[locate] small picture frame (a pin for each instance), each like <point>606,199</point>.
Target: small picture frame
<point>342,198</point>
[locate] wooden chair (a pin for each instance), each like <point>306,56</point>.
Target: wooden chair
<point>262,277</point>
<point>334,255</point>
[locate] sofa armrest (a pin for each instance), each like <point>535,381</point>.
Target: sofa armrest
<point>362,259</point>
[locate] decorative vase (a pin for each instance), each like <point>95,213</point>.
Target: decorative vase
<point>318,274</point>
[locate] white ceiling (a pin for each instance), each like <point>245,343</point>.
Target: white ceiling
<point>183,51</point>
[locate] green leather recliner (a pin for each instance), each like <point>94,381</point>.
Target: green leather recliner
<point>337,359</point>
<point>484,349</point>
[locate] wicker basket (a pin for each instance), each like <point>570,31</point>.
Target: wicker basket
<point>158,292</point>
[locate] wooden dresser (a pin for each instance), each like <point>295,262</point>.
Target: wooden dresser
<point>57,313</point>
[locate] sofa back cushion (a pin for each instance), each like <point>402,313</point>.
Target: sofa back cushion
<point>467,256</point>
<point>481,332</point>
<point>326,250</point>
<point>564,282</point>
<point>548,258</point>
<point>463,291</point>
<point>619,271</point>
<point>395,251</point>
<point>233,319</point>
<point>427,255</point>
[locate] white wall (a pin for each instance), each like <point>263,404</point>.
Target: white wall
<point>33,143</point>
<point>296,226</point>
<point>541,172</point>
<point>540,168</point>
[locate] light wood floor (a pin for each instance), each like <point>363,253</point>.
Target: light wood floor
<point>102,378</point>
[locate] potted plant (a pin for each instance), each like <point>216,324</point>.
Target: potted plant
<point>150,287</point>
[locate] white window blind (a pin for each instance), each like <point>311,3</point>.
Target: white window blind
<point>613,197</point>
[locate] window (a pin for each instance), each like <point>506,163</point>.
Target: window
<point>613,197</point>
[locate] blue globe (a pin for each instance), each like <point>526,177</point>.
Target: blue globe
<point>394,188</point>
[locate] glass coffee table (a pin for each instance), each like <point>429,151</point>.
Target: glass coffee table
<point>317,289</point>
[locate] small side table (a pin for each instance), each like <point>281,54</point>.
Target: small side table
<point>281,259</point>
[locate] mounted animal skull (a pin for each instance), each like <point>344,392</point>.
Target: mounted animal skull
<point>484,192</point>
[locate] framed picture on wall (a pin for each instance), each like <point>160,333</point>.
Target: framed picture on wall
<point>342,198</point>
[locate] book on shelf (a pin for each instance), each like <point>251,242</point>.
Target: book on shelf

========================

Your task: All that should be returned is the run of lines from the one with "[locate] potted plant" to the last line of the material above, copied exactly.

Exercise solution:
[locate] potted plant (a pin for each instance), each like <point>216,324</point>.
Target: potted plant
<point>150,287</point>
[locate] white window blind (a pin for each instance), each like <point>311,3</point>.
Target: white window blind
<point>613,197</point>
[locate] window (a pin for each instance), each like <point>506,163</point>.
Target: window
<point>613,197</point>
[locate] blue globe (a pin for each instance), each like <point>526,177</point>.
Target: blue globe
<point>394,188</point>
[locate] glass coffee table (a pin for each instance), each like <point>429,151</point>.
Target: glass coffee table
<point>317,289</point>
[locate] small side table (a pin for each instance), each like <point>281,54</point>.
Target: small side table
<point>281,259</point>
[locate] mounted animal skull (a pin for each instance), each like <point>344,392</point>.
Target: mounted animal skull
<point>484,192</point>
[locate] framed picture on wall (a pin for each instance), each like <point>160,333</point>.
Target: framed picture on wall
<point>342,198</point>
[locate] book on shelf (a pin for each instance), each like <point>251,242</point>.
Target: book on shelf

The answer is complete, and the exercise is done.